> **Excerpt**
----

Joins in Pandas

Lavanya Geetha
4 min readFeb 16, 2023

--

Introduction to Joins in Pandas

Pandas is a popular Python library for data analysis that provides powerful tools for manipulating and analyzing data. One of the most common operations when working with data is joining two or more data sets together.

In Pandas, joins can be performed using the merge function. The merge function combines two DataFrames based on the values of one or more columns. There are four types of joins in Pandas: inner join, left join, right join, and outer join.

Image source — Google

Inner Join

An inner join returns only the rows that have matching values in both Data Frames. Here’s some sample code that demonstrates an inner join:

import pandas as pd

# create the first DataFrame
df1 = pd.DataFrame({
'employee_id': ['1', '2', '3', '4'],
'name': ['John', 'Mary', 'David', 'Sarah']
})

# create the second DataFrame
df2 = pd.DataFrame({
'employee_id': ['2', '3', '4', '5'],
'department': ['HR', 'Finance', 'IT', 'Marketing']
})

# perform an inner join on the 'employee_id' column
result = pd.merge(df1, df2, on='employee_id', how='inner')

----

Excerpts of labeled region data
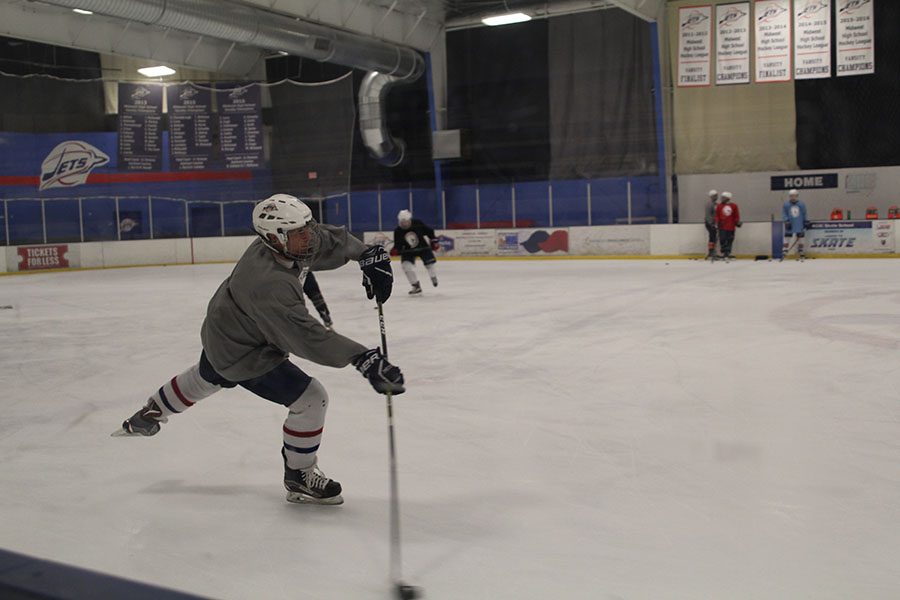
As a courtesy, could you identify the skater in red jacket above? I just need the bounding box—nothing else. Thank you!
[716,192,741,258]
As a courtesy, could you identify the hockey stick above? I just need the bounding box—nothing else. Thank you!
[378,302,421,600]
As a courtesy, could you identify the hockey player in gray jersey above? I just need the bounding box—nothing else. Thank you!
[113,194,404,504]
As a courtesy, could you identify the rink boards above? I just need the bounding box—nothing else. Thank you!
[0,220,897,273]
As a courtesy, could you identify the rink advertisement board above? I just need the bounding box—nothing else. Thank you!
[496,229,569,256]
[569,225,650,256]
[6,244,80,271]
[678,4,712,87]
[437,229,497,256]
[806,220,894,254]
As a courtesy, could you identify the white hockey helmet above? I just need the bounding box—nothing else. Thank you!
[253,194,321,262]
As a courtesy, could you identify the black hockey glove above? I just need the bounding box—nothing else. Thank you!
[359,246,394,304]
[353,348,406,394]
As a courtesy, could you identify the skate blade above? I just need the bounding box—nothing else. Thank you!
[285,492,344,505]
[109,427,141,437]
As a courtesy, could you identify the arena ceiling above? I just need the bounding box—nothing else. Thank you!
[0,0,665,77]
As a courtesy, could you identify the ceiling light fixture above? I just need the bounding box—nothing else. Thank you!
[138,66,175,77]
[481,13,531,27]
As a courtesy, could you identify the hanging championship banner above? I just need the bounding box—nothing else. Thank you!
[753,0,791,83]
[217,84,263,169]
[678,5,712,87]
[835,0,875,77]
[794,0,831,79]
[119,83,162,171]
[166,83,213,171]
[716,2,750,85]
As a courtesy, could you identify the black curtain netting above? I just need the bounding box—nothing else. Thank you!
[549,10,658,179]
[794,2,900,169]
[0,37,107,133]
[269,76,356,197]
[266,56,434,191]
[353,71,434,190]
[446,20,550,183]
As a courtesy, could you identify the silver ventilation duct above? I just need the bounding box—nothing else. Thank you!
[38,0,425,166]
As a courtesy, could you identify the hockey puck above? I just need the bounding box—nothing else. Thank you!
[396,583,422,600]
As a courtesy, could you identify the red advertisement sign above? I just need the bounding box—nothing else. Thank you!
[17,244,69,271]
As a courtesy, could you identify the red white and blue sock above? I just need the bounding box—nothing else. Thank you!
[150,365,222,417]
[282,379,328,469]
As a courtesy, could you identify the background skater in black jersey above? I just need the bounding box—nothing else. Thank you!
[391,210,440,295]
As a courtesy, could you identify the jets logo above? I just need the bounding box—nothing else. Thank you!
[681,10,709,29]
[719,6,747,27]
[838,0,870,15]
[131,86,150,100]
[797,0,828,19]
[38,141,109,190]
[756,4,787,23]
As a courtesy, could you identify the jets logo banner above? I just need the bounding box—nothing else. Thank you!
[753,0,791,83]
[678,5,712,87]
[794,0,831,79]
[39,140,109,191]
[716,2,750,85]
[834,0,875,77]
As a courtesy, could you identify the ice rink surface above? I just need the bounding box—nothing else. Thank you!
[0,260,900,600]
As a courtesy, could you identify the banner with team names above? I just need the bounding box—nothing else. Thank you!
[753,0,791,83]
[678,5,712,87]
[794,0,831,79]
[716,2,750,85]
[835,0,875,77]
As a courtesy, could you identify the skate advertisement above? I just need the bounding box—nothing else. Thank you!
[834,0,875,77]
[6,244,80,271]
[753,0,791,83]
[678,5,712,87]
[497,229,569,256]
[794,0,831,79]
[569,225,650,256]
[806,220,894,254]
[716,2,750,85]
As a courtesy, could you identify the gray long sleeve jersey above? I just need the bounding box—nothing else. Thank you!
[200,225,367,382]
[706,200,718,225]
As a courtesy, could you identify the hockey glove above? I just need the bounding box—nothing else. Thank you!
[353,348,406,394]
[359,246,394,304]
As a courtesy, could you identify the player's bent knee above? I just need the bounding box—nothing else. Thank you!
[288,377,328,413]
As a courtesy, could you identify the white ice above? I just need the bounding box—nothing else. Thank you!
[0,260,900,600]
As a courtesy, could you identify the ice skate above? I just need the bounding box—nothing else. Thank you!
[112,400,169,437]
[281,450,344,504]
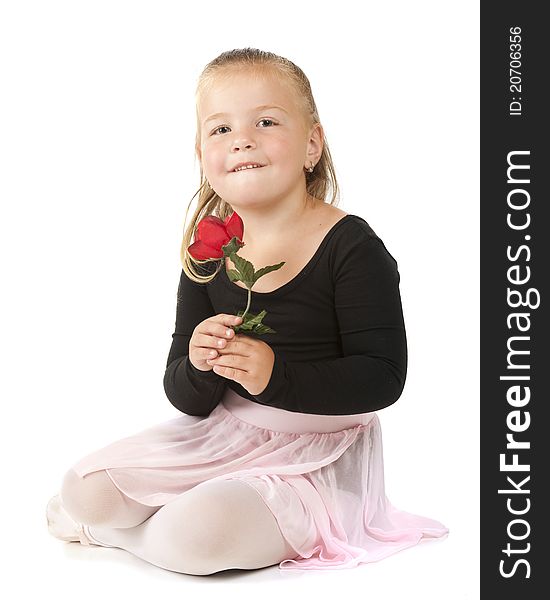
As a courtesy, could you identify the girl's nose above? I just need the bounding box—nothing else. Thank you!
[232,137,256,150]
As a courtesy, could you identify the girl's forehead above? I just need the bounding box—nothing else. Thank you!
[197,72,297,117]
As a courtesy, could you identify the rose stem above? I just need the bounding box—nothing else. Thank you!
[241,288,252,323]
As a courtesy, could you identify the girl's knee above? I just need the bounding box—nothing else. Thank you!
[60,469,122,525]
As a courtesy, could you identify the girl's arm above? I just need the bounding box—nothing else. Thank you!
[254,236,407,415]
[163,265,227,416]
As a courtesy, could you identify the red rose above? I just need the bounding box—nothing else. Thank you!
[188,211,244,260]
[187,211,285,335]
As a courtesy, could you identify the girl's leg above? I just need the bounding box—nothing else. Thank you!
[88,479,297,575]
[59,469,160,527]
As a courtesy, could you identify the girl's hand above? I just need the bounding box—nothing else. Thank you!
[189,313,242,371]
[206,333,275,396]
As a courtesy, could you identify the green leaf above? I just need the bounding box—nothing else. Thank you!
[227,269,241,281]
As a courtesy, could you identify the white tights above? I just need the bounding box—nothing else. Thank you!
[60,469,297,575]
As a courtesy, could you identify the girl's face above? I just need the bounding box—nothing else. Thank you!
[197,72,322,210]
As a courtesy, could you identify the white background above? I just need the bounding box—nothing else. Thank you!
[0,0,479,600]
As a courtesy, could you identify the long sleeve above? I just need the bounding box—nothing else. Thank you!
[163,269,227,416]
[254,237,407,415]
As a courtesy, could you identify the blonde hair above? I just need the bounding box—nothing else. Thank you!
[180,48,340,283]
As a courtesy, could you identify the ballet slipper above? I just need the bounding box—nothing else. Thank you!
[46,494,94,546]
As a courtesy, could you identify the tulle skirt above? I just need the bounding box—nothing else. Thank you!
[72,388,448,570]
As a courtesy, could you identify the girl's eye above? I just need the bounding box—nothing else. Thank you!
[212,119,276,135]
[212,125,229,134]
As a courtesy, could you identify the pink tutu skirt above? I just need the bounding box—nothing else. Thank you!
[72,388,448,570]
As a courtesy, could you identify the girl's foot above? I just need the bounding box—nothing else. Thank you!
[46,494,94,546]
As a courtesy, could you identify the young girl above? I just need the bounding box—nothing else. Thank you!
[47,48,447,575]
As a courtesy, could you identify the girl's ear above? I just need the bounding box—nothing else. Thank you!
[306,123,325,164]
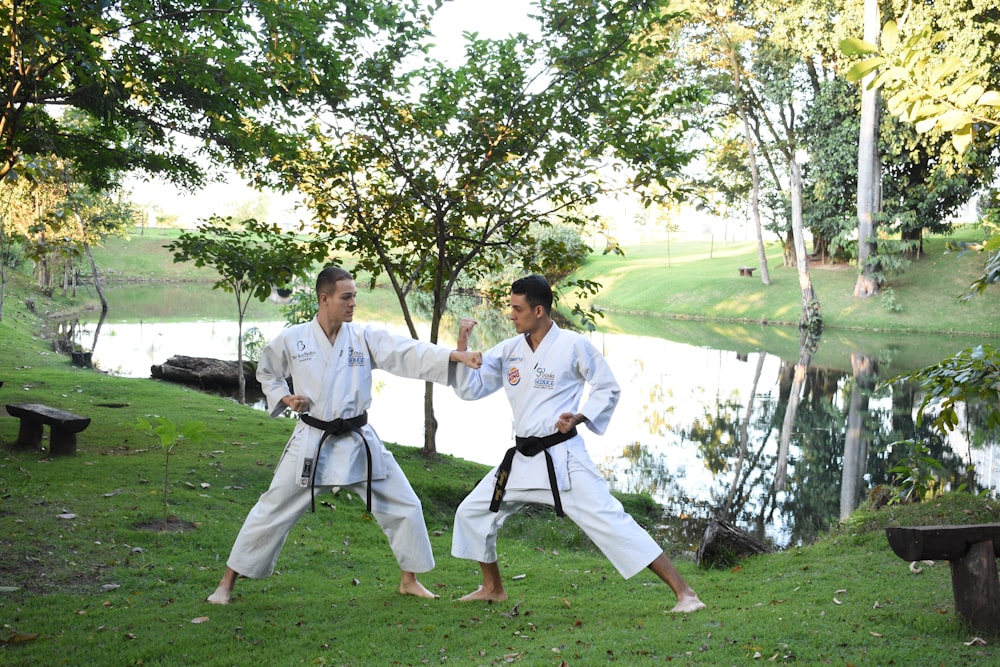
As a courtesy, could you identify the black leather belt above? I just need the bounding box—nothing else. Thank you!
[299,411,372,512]
[490,426,576,516]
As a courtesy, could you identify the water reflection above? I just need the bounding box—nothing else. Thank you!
[74,298,1000,547]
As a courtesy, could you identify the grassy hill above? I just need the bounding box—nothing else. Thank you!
[0,228,1000,667]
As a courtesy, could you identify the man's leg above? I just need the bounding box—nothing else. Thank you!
[564,453,705,612]
[451,473,522,602]
[208,565,240,604]
[207,448,310,604]
[459,562,507,602]
[358,452,439,598]
[649,553,705,613]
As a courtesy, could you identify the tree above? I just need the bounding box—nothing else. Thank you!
[0,0,382,190]
[0,0,386,322]
[164,217,327,403]
[854,0,882,298]
[276,0,696,453]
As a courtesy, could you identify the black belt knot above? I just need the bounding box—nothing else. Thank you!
[299,411,372,512]
[490,426,576,516]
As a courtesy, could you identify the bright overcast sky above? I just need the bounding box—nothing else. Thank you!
[126,0,537,227]
[432,0,538,60]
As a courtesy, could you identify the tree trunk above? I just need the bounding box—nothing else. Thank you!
[774,331,812,491]
[840,352,877,519]
[854,0,882,299]
[733,85,771,285]
[236,310,247,405]
[83,241,108,354]
[788,155,823,336]
[424,382,437,456]
[722,352,767,520]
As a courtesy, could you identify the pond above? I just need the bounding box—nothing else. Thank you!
[68,286,1000,547]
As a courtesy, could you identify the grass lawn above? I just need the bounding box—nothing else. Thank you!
[0,232,1000,667]
[568,229,1000,337]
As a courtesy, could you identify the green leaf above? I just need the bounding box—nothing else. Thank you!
[847,57,885,81]
[976,90,1000,107]
[882,21,899,53]
[839,37,878,56]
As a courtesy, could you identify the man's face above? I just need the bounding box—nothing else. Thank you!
[507,294,542,334]
[319,280,358,323]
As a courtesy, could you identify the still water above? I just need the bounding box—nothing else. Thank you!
[72,296,1000,547]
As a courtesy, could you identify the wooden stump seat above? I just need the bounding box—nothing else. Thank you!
[885,523,1000,633]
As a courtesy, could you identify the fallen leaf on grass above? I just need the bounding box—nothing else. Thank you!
[503,602,521,618]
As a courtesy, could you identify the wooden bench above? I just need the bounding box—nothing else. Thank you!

----

> **Required work**
1: From the article on joins in Pandas, return the passage that begins at the words "Pandas is a" and stops after "and outer join.".
2: In the article on joins in Pandas, which function is used to perform joins?
3: Decide whether each statement agrees with the article on joins in Pandas. Answer yes or no, and quote the deciding words.
(a) An inner join keeps only the rows whose values match in both DataFrames.
(b) Pandas offers three types of joins.
(c) In the sample code, the second DataFrame includes a 'department' column.

> **Exercise responses**
1:
Pandas is a popular Python library for data analysis that provides powerful tools for manipulating and analyzing data. One of the most common operations when working with data is joining two or more data sets together.

In Pandas, joins can be performed using the merge function. The merge function combines two DataFrames based on the values of one or more columns. There are four types of joins in Pandas: inner join, left join, right join, and outer join.

2: The merge function.

3:
(a) Yes: "An inner join returns only the rows that have matching values in both Data Frames."
(b) No: "There are four types of joins in Pandas: inner join, left join, right join, and outer join."
(c) Yes: "'department': ['HR', 'Finance', 'IT', 'Marketing']"